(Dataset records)
• • • • • • •
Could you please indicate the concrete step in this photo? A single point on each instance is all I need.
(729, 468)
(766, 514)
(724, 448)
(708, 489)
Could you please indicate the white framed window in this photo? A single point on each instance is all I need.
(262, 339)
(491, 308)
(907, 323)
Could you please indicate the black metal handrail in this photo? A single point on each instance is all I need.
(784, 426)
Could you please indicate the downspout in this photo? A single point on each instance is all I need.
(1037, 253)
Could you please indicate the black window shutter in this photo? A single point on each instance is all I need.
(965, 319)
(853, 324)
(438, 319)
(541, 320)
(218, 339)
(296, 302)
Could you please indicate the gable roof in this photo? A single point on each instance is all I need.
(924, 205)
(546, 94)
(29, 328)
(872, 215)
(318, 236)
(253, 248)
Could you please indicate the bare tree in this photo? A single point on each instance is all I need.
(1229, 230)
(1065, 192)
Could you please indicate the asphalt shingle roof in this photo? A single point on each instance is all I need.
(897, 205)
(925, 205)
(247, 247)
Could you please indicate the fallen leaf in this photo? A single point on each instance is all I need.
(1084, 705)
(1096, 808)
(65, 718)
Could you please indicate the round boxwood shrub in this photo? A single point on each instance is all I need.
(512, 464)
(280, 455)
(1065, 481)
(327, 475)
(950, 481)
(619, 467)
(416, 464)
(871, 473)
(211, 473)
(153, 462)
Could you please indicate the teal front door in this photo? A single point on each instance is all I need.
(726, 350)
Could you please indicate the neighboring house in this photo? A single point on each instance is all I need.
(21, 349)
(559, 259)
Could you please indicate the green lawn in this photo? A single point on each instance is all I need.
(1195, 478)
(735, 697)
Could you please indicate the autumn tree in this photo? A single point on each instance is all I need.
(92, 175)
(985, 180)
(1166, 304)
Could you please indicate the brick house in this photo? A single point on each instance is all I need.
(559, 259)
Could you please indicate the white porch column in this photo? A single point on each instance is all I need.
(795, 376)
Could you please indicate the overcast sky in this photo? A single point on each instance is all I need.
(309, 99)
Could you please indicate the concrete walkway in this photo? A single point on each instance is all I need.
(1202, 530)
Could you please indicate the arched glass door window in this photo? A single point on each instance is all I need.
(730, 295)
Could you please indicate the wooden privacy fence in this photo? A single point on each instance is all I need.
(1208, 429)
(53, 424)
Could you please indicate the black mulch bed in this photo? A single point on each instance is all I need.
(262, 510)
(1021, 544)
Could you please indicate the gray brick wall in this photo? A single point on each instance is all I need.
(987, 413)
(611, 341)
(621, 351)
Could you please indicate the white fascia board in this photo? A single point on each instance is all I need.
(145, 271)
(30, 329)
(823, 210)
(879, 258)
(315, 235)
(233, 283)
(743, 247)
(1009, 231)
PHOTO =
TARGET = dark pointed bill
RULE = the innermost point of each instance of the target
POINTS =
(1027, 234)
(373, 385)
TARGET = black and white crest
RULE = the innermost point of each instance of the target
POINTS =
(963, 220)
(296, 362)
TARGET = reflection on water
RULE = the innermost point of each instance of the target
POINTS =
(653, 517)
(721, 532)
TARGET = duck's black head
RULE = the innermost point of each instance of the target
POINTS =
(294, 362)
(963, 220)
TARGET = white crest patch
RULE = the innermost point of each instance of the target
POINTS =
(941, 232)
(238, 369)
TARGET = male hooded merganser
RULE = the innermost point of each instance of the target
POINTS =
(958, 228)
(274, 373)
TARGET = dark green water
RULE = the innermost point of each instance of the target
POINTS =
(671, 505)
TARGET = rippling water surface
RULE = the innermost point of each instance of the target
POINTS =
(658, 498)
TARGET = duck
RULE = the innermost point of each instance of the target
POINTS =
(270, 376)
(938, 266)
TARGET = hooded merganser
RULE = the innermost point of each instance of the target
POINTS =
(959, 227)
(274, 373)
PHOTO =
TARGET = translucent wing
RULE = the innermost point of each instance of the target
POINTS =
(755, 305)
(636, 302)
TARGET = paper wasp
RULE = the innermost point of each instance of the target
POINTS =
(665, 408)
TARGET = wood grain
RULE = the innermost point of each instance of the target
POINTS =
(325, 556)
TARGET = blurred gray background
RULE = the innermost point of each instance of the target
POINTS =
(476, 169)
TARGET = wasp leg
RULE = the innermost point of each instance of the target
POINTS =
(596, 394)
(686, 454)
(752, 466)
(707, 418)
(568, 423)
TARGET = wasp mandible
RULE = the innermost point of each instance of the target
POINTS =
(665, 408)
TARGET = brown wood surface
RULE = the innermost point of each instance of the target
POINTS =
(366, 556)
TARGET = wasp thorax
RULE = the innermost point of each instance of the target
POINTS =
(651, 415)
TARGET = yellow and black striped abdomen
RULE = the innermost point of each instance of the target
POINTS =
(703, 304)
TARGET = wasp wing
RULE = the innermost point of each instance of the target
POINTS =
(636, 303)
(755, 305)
• • • • • • •
• WHAT IS EXPECTED: Rewrite the records above with every occurrence of "innermost point" changed to "central point". Leave all other text unchanged.

• RESPONSE TO THIS TASK:
Could you please indicate the concrete step in this photo? A single point on each instance is all I need.
(729, 468)
(766, 514)
(724, 448)
(708, 489)
Could you please indicate the white framed window in this photo? A single point on each instance is all I need.
(262, 339)
(491, 308)
(907, 323)
Could you please indicate the black metal handrail in this photo? A single point on each instance is all I need.
(784, 426)
Could you please indicate the downspout in this photo? A single point on each instance is all I need.
(1037, 253)
Could you please indicate the black window shutter in this photo? A single point on each instance is all I need.
(965, 319)
(853, 324)
(438, 319)
(541, 320)
(218, 339)
(296, 302)
Could you please indicate the gable roof in this photo? A single point on each instance is all I need.
(924, 205)
(546, 94)
(29, 328)
(872, 215)
(318, 236)
(253, 248)
Could you please indicate the bare tree in this photo? A single point on each instance is all I need.
(1229, 230)
(1065, 192)
Could you please indicate the asphalt shingle roof in this photo? A single point on each instance is all I need.
(897, 205)
(925, 205)
(247, 247)
Could you please indicate the fallen leaf in this photo? A single point on each instance is all I need.
(1084, 705)
(1096, 808)
(65, 718)
Could you please indicate the round boxwood shrub in this photo? A single point on each instance is all I need.
(512, 464)
(280, 455)
(1065, 481)
(327, 475)
(950, 481)
(619, 467)
(416, 464)
(871, 473)
(211, 473)
(153, 462)
Could you please indicate the teal front door in this photo? A single point on each instance is all I need.
(726, 350)
Could you please indicate the neighboring house in this photo? A single point on each instance is all I need.
(21, 349)
(559, 259)
Could you please indicate the green lawn in this photo? A single point on each instance is all I need.
(1195, 478)
(735, 697)
Could you please indicate the autumn tree in this photo? A single point on each instance is all I need.
(92, 175)
(985, 180)
(1166, 304)
Could you please indicate the brick house in this photo? A single point on each instance is all I need.
(559, 259)
Could you please indicate the white porch column in this photo? A single point on each instance is all I need.
(795, 376)
Could you please indicate the overcast sky in this photo? A single point on each instance is all I need.
(309, 99)
Could you please indicate the concrete walkway in this photo? A single point on each instance is all I need.
(1202, 530)
Could you please indicate the arched glass door window in this photo? A single point on each instance is all I need.
(730, 295)
Could you please indicate the wooden privacy fence in this photo? A single point on each instance is all I need.
(1208, 429)
(53, 424)
Could you please indicate the black mulch bed in this photo? A single point on each instance is all I need.
(262, 510)
(1021, 544)
Could you please indicate the gray brick wall in this photo? A single point on each instance is all I need.
(987, 413)
(611, 341)
(621, 351)
Could you please indicate the white fascia board in this photo? A single point on each instance is all I need.
(145, 271)
(30, 329)
(823, 210)
(879, 258)
(315, 235)
(233, 283)
(743, 247)
(1009, 231)
PHOTO =
TARGET = dark pointed bill
RULE = the central point of each instance of the target
POINTS =
(1027, 234)
(373, 385)
TARGET = black and white crest
RULE = the central point of each instance of the target
POINTS =
(963, 220)
(296, 362)
TARGET = reflection on water
RULE = the central point of each instance of the target
POINTS =
(653, 517)
(721, 532)
TARGET = duck's black head
RULE = the central point of each instance of the target
POINTS =
(294, 362)
(963, 220)
TARGET = white crest patch
RULE = the central point of each instance of the target
POINTS =
(941, 232)
(238, 369)
TARGET = male hooded merganser
RULE = the central point of each instance of the target
POINTS =
(958, 228)
(274, 373)
TARGET = dark green water
RULE = the central point of each instance of the target
POINTS =
(671, 505)
TARGET = rippling water surface
RULE = the central point of each instance of the target
POINTS =
(658, 498)
TARGET = duck
RULE = the central point of each instance of the target
POINTS =
(270, 376)
(938, 266)
TARGET = hooded merganser
RULE = the central point of each instance of the target
POINTS =
(959, 227)
(274, 373)
PHOTO =
TARGET = translucent wing
RULE = the central point of each instance of the target
POINTS =
(755, 305)
(636, 302)
TARGET = paper wasp
RULE = the central point of each instance of the target
POINTS =
(665, 408)
TARGET = wood grain
RULE = the central point of each instance of the target
POINTS =
(325, 556)
TARGET = blurred gray background
RULE = the central point of each instance of the target
POINTS =
(476, 169)
TARGET = wasp leg
RULE = the central point of each instance of the target
POINTS =
(596, 394)
(686, 454)
(752, 466)
(707, 418)
(568, 423)
TARGET = wasp mandible
RULE = the central point of each instance of the target
POINTS =
(665, 408)
TARGET = brown wood surface
RULE = the central point of each instance of the target
POINTS =
(366, 556)
TARGET = wasp thorax
RULE = the central point of each instance of the target
POINTS =
(651, 415)
TARGET = yellow and black striped abdomen
RULE = the central point of each instance of the target
POINTS =
(703, 304)
TARGET = wasp wing
RULE = the central point of each instance of the target
POINTS =
(636, 303)
(755, 305)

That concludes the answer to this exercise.